• SELECTED TEXT:

== Segment start ==

🤖 AI Summary
Existing counterfactual explanations (CEs) in automated planning focus solely on minimal perturbations to *plans*, failing to expose high-level semantic properties of the underlying *planning problem*.
Method: We propose “counterfactual scenarios” — a novel paradigm that identifies minimal modifications to the planning problem itself (e.g., action preconditions, goal conditions, or domain constraints), such that the modified problem admits a feasible plan satisfying a user-specified high-level property expressed in Linear Temporal Logic over finite traces (LTLf).
Contribution/Results: We introduce the first formal framework for quantifying counterfactual scenarios over the space of planning problems, integrating planning logic with formal verification techniques. We systematically analyze computational complexity across diverse modification operations and prove that solving counterfactual scenarios incurs no higher worst-case complexity than solving the original planning problem. The framework achieves strong expressivity, interpretability, and practicality, significantly deepening the modeling capacity and broadening the applicability of counterfactual reasoning in automated planning.
📝 Abstract
Counterfactual Explanations (CEs) are a powerful technique used to explain Machine Learning models by showing how the input to a model should be minimally changed for the model to produce a different output. Similar proposals have been made in the context of Automated Planning, where CEs have been characterised in terms of minimal modifications to an existing plan that would result in the satisfaction of a different goal. While such explanations may help diagnose faults and reason about the characteristics of a plan, they fail to capture higher-level properties of the problem being solved. To address this limitation, we propose a novel explanation paradigm that is based on counterfactual scenarios. In particular, given a planning problem $P$ and an ltlf formula $ψ$ defining desired properties of a plan, counterfactual scenarios identify minimal modifications to $P$ such that it admits plans that comply with $ψ$. In this paper, we present two qualitative instantiations of counterfactual scenarios based on an explicit quantification over plans that must satisfy $ψ$. We then characterise the computational complexity of generating such counterfactual scenarios when different types of changes are allowed on $P$. We show that producing counterfactual scenarios is often only as expensive as computing a plan for $P$, thus demonstrating the practical viability of our proposal and ultimately providing a framework to construct practical algorithms in this area.

== Segment end ==

• DATA EXTRACT:
== Segment start ==

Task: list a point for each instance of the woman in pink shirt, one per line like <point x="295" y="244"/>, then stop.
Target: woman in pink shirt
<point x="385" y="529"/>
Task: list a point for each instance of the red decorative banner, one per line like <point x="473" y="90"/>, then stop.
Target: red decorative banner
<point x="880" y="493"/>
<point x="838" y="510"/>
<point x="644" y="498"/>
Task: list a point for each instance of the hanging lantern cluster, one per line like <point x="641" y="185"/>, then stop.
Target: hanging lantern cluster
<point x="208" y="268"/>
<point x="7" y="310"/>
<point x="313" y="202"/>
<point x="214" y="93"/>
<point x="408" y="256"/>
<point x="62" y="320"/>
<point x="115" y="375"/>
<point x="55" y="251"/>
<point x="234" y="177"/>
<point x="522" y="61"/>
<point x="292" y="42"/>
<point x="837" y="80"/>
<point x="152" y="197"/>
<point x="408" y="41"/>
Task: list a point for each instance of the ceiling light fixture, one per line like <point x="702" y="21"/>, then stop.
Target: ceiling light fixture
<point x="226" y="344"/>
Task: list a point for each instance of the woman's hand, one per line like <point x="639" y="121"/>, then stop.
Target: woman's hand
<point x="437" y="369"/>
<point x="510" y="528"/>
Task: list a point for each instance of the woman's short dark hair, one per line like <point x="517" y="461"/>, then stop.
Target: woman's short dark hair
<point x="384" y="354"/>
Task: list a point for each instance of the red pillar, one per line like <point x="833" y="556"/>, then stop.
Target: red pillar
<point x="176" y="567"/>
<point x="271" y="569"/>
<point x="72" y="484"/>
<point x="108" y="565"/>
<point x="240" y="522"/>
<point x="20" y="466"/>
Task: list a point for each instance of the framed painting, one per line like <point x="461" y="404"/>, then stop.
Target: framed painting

== Segment end ==

• DIRECTIONS: Give the passage of the counterfactual scenarios summary starting at "Contribution/Results: We introduce" and ending at "in automated planning." again, renaming "framework" as "formalism".

• SOLUTION TO THIS PROBLEM:
Contribution/Results: We introduce the first formal formalism for quantifying counterfactual scenarios over the space of planning problems, integrating planning logic with formal verification techniques. We systematically analyze computational complexity across diverse modification operations and prove that solving counterfactual scenarios incurs no higher worst-case complexity than solving the original planning problem. The formalism achieves strong expressivity, interpretability, and practicality, significantly deepening the modeling capacity and broadening the applicability of counterfactual reasoning in automated planning.